• [Dataset extract]
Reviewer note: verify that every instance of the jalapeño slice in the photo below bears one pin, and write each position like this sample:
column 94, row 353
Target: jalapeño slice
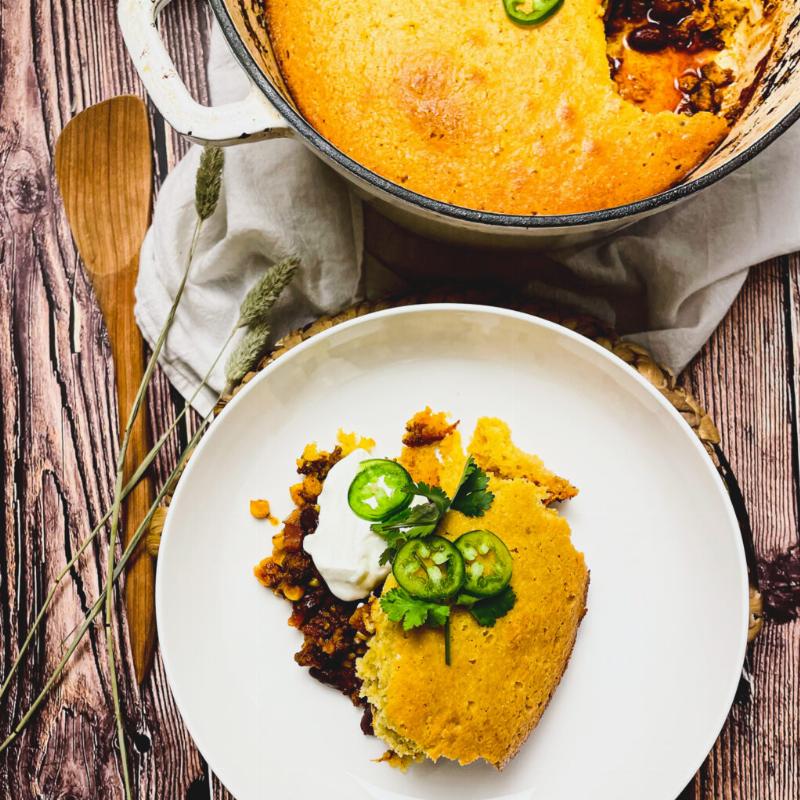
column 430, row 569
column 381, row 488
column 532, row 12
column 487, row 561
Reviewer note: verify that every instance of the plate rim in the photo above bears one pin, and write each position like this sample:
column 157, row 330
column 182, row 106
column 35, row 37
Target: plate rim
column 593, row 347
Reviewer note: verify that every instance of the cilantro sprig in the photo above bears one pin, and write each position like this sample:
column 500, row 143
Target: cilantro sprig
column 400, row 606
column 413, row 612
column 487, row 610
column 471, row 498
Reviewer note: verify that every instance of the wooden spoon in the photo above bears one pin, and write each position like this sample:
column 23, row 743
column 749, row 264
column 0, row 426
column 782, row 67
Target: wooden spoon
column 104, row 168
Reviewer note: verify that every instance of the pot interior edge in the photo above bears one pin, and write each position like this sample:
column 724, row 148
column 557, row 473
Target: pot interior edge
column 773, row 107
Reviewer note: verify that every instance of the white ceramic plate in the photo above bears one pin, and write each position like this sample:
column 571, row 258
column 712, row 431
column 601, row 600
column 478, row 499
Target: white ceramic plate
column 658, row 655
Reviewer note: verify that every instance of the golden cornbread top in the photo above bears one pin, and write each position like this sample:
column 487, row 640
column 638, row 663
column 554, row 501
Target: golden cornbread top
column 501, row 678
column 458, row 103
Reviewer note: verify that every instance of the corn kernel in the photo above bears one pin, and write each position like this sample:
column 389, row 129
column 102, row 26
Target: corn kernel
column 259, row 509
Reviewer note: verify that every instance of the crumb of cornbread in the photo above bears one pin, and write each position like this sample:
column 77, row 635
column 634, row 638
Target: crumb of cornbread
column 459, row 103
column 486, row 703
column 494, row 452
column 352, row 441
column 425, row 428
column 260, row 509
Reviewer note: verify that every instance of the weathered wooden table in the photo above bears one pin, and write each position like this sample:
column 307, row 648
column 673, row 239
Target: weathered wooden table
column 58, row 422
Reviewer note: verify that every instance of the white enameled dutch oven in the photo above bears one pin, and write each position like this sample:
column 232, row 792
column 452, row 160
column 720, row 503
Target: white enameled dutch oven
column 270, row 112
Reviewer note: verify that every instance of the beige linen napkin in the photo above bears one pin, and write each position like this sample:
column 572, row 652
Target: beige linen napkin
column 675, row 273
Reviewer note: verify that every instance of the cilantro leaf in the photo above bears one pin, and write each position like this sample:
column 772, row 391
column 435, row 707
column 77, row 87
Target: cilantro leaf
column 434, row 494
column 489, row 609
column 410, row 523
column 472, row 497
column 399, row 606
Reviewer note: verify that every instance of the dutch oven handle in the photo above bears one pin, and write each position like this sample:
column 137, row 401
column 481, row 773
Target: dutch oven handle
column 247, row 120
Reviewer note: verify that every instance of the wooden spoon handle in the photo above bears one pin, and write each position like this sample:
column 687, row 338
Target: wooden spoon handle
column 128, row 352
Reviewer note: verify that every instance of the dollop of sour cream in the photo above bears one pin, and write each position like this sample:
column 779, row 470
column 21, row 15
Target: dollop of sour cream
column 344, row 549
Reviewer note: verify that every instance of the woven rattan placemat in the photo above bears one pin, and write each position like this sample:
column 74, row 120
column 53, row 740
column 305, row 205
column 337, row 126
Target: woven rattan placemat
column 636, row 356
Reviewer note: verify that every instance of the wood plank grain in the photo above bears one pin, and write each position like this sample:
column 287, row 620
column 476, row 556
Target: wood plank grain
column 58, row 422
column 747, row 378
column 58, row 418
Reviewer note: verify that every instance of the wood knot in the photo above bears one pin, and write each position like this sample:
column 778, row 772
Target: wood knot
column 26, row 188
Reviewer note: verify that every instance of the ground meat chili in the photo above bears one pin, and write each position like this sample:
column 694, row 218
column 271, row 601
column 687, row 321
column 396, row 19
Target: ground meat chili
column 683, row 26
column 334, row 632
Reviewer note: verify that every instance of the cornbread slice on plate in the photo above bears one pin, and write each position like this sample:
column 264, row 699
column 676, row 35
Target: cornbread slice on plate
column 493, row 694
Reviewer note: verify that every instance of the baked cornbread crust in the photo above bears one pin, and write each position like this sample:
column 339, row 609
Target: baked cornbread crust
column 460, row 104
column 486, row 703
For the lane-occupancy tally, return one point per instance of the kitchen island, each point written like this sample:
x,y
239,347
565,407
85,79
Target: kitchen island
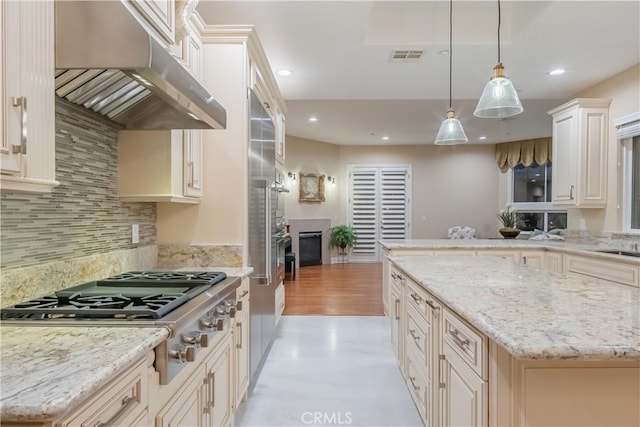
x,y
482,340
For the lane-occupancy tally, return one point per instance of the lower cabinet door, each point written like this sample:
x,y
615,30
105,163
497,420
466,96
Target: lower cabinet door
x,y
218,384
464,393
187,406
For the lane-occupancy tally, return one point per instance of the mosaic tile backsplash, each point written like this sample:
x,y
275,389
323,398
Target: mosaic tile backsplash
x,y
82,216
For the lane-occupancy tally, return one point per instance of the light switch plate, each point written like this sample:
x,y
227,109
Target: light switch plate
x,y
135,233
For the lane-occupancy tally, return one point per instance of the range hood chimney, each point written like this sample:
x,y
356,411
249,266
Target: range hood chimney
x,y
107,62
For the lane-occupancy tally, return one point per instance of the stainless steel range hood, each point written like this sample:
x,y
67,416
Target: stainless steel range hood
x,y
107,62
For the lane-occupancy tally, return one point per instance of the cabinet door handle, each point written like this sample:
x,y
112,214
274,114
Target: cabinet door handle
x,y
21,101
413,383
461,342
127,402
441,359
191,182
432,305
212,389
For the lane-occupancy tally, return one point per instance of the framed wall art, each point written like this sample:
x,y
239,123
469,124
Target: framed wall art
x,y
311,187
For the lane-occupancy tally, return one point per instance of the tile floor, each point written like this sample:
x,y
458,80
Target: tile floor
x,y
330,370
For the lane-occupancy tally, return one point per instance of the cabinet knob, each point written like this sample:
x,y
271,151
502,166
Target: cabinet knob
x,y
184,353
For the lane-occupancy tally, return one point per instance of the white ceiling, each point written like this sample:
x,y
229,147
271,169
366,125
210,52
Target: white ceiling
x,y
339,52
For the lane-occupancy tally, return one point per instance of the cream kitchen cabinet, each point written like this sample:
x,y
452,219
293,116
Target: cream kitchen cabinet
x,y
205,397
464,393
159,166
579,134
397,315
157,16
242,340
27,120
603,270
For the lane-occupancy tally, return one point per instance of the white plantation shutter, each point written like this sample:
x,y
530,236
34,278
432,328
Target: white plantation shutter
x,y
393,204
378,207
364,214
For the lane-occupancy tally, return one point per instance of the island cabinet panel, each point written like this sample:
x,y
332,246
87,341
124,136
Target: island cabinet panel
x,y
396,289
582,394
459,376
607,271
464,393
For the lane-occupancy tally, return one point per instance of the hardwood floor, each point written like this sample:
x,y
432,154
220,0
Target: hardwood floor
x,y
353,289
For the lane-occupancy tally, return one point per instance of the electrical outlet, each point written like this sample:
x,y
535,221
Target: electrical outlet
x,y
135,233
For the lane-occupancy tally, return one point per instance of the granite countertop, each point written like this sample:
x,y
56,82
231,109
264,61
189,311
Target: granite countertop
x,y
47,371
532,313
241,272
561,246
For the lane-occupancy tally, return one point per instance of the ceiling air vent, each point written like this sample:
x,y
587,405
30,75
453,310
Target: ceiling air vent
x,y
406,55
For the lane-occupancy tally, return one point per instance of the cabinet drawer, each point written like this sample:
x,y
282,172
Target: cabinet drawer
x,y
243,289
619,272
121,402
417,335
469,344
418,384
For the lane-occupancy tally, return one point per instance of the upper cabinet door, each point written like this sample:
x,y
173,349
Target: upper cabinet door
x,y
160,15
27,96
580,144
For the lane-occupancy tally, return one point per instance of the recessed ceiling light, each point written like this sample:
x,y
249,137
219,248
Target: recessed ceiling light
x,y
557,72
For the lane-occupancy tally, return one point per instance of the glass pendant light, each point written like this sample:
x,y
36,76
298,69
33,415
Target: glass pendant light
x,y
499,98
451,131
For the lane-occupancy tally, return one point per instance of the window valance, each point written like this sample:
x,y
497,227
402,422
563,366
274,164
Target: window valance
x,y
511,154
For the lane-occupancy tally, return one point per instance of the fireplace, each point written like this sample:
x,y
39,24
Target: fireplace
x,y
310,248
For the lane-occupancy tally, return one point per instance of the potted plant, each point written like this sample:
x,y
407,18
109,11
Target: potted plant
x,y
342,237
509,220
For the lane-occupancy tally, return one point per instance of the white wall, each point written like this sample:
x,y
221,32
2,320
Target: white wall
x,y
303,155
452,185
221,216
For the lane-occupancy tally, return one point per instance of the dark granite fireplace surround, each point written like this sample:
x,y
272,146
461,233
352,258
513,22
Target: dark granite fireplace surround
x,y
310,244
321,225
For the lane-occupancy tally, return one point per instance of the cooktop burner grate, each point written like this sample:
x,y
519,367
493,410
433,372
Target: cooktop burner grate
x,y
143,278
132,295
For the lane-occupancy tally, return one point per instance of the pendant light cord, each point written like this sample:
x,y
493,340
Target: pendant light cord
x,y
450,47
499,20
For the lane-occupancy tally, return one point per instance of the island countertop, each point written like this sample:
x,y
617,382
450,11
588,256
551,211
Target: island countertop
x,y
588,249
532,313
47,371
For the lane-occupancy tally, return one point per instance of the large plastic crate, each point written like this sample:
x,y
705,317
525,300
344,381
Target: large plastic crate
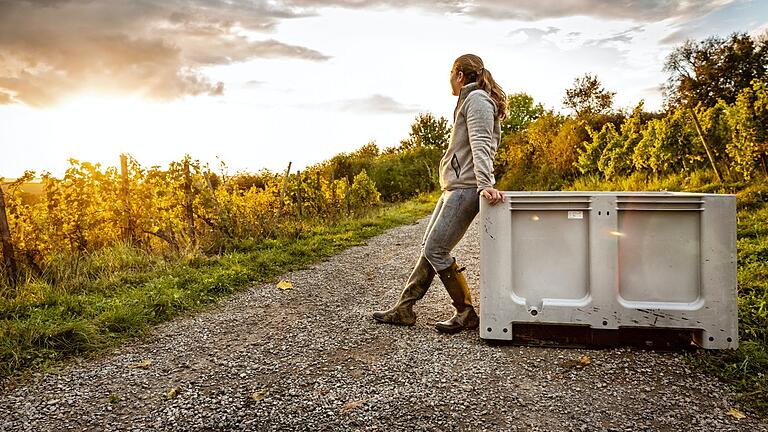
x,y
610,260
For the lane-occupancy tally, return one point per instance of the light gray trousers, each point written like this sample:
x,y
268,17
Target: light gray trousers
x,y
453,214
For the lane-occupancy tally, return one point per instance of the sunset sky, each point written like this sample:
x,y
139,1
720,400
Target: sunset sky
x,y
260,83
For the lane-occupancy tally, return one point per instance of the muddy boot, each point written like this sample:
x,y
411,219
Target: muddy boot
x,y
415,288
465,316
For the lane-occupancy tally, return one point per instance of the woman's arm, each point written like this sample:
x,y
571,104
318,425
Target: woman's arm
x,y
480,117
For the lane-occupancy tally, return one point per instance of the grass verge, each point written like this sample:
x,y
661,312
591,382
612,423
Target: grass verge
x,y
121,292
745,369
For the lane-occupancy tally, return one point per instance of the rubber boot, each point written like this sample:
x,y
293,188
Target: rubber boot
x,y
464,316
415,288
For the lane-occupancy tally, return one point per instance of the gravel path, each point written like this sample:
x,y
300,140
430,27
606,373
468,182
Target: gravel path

• [Aim of the exercise] The answer is the line containing "Target: woman's arm" together with every line after it in the records, repeated exactly and with nothing else.

• [Solved exercise]
Target: woman's arm
x,y
480,117
For the lane-occupancy tally, return one point per instance of the grass verge, each point written like this sample:
x,y
661,312
591,382
612,423
Target: grass verge
x,y
121,292
745,369
For the lane-occupancy tally, return one point per instance of the rubber boot, each point written like this sample:
x,y
293,188
Target: rubber boot
x,y
464,316
415,288
For the lane-occupancy tally, return one point per instance of the gravel path, each point written like this sample:
x,y
300,140
430,27
606,373
468,182
Target: gravel path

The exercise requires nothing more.